# PASSAGE:

╔══

Prosecutor Settles Claims in Police Killing Case

Civil claims against a Bay Area prosecutor accused of conspiring to “execute” a 21-year-old man and cover up his murder were settled by the victim’s parents.

SAN FRANCISCO (CN) — Civil claims against a Bay Area prosecutor accused of conspiring to “execute” a 21-year-old man and cover up his murder were settled by the victim’s parents.

Contra Costa County Deputy District Attorney Kevin Bell is one of 22 officials accused of plotting the “intentional” murder of Charles Burns, in the lawsuit Burns’s parents filed in February 2014.

John and Tammy Burns say police shot and killed their unarmed son in Antioch on May 10, 2013, after he fled from a truck being pulled over in a sting operation. The parents say their son had stopped to surrender to police when he was shot.

Their lawsuit accused Bell of making false statements on a police warrant, calling their son a member of a fictitious gang, to assign him a “falsely high and falsely dangerous level of criminality and risk.” They also claimed that Bell helped plan the operation in which their son was shot to death.

╚══

# DATASET SECTION:
╔══

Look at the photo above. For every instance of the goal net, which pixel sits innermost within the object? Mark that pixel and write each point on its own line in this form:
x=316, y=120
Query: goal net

╚══

# DIRECTIVES:
• A. From the article about the prosecutor's settlement, what are the answers to these?
(i) In what month and year did the parents file their lawsuit?
(ii) In which city was Charles Burns shot?
(iii) How many officials does the lawsuit accuse of plotting the murder?
• B. In the article about the prosecutor's settlement, can you replace "sting operation" with "undercover operation" and write out the section that begins at the words "SAN FRANCISCO (CN)" and stops after "he was shot."?
• C. Could you extend the article about the prosecutor's settlement, picking up after its final sentence?

# TASK ANSWERS:
• A.
(i) February 2014
(ii) Antioch
(iii) 22

• B.
SAN FRANCISCO (CN) — Civil claims against a Bay Area prosecutor accused of conspiring to “execute” a 21-year-old man and cover up his murder were settled by the victim’s parents.

Contra Costa County Deputy District Attorney Kevin Bell is one of 22 officials accused of plotting the “intentional” murder of Charles Burns, in the lawsuit Burns’s parents filed in February 2014.

John and Tammy Burns say police shot and killed their unarmed son in Antioch on May 10, 2013, after he fled from a truck being pulled over in a undercover operation. The parents say their son had stopped to surrender to police when he was shot.

• C.
In a summary judgment motion in February, the county said Bell had no role in planning the sting operation and that Bell neither reviewed nor supported the affidavit filed by a Concord police detective to obtain a search warrant on Burns.

Bell said he did not know Concord police Det. Michael Hansen was investigating Burns when he, Bell, relayed rumors that Burns was distributing meth for a gang called the Bay Boys in a March 2013 email, according to a declaration Bell filed with the court.

The parties informed the court last week that claims against Bell would be dismissed pursuant to the terms of a settlement agreement.

The Contra Costa District Attorney’s Office, County Counsel Office and Burns’ attorney Peter Johnson did not return phone calls Tuesday.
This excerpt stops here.